┌─ Listing
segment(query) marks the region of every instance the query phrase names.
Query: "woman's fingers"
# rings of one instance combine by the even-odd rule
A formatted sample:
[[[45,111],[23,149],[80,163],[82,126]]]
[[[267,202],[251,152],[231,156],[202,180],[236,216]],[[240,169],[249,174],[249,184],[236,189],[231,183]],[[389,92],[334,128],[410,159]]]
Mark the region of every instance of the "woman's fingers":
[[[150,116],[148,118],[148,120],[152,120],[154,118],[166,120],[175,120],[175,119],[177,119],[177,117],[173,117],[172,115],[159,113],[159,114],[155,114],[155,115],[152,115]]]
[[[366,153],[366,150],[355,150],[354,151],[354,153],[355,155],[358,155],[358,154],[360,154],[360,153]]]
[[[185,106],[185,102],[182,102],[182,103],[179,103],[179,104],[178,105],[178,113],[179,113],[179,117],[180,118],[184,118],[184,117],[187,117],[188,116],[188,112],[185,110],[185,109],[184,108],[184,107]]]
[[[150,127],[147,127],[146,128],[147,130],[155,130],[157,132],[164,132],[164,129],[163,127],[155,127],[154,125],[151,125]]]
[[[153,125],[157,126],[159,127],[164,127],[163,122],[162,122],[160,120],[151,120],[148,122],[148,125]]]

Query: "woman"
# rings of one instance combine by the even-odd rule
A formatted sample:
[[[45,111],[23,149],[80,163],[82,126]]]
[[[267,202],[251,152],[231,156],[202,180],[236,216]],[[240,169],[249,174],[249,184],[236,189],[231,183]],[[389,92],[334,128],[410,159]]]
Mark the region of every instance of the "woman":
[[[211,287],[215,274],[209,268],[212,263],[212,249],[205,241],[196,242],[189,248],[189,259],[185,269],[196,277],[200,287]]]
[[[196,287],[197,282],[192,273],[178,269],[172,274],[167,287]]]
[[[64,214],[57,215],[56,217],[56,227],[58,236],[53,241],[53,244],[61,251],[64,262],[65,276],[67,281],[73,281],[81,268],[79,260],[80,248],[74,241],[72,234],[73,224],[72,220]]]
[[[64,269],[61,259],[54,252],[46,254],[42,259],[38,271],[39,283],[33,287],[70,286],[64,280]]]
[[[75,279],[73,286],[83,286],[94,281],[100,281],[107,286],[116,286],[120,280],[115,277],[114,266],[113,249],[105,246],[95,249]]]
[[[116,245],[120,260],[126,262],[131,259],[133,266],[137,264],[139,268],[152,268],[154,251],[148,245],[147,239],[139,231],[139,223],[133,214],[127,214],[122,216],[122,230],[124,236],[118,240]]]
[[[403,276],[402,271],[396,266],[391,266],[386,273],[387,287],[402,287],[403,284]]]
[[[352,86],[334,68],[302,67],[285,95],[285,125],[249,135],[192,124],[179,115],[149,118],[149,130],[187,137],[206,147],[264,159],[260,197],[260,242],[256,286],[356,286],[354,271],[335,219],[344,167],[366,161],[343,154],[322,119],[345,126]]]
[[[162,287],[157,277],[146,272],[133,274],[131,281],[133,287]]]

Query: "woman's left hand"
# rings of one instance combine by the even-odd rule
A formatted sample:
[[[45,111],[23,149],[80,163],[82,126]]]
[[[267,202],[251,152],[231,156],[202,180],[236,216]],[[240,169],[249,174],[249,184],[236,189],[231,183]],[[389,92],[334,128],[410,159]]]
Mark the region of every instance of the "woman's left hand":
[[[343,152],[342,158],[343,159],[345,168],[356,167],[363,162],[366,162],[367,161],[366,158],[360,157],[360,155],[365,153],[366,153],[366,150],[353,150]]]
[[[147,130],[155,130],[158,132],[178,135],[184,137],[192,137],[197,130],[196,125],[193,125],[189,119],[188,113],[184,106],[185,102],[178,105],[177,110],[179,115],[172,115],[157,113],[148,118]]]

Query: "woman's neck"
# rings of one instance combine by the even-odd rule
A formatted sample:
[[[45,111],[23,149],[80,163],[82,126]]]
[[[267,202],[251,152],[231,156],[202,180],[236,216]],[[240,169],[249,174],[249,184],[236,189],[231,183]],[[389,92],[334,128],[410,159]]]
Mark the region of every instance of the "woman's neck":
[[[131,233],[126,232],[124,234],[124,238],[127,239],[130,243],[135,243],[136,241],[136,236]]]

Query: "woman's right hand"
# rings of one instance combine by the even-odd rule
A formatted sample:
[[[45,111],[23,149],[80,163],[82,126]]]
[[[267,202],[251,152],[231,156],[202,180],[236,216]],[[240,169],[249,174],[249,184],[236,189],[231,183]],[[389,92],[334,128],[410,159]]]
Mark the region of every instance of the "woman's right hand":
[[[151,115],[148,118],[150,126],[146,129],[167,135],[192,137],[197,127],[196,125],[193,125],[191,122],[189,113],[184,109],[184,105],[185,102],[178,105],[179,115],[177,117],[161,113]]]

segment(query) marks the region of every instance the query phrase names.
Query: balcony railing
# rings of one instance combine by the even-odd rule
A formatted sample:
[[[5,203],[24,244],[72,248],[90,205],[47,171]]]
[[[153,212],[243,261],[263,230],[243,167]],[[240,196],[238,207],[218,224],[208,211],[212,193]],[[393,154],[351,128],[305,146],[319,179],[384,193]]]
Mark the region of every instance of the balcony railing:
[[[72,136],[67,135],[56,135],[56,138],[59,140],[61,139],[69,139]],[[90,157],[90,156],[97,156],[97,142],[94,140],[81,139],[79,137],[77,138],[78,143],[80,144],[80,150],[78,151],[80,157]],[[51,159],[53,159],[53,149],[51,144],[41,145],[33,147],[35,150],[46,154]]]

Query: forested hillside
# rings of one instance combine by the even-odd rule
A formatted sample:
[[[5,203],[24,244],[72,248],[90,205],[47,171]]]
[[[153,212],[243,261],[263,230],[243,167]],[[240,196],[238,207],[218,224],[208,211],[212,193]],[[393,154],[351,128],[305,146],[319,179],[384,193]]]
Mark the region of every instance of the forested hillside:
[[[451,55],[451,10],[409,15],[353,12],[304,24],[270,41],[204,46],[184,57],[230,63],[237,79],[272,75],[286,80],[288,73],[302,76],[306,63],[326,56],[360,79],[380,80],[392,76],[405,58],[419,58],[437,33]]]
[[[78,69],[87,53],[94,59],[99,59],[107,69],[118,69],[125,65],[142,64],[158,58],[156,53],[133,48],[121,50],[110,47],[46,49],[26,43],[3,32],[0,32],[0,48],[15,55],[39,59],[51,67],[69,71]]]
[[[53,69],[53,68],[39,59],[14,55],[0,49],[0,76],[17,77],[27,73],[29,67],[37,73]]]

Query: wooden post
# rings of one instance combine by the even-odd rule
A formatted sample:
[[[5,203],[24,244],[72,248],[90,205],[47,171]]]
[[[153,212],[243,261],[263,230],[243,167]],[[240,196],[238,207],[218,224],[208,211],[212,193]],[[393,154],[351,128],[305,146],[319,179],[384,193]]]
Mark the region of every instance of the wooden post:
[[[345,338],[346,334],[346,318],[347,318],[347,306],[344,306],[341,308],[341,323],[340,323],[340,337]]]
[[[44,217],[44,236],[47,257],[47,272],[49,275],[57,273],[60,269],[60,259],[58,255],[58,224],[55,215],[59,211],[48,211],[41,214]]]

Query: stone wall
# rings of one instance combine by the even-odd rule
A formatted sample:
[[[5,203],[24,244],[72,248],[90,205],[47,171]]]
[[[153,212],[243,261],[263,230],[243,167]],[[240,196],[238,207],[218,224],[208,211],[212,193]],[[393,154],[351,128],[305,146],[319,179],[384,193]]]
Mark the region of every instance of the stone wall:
└─
• _Do this_
Pick out every line of the material above that contains the word "left".

• _Answer to this problem_
Query: "woman's left hand"
Mark the region of every instance of the "woman's left hand":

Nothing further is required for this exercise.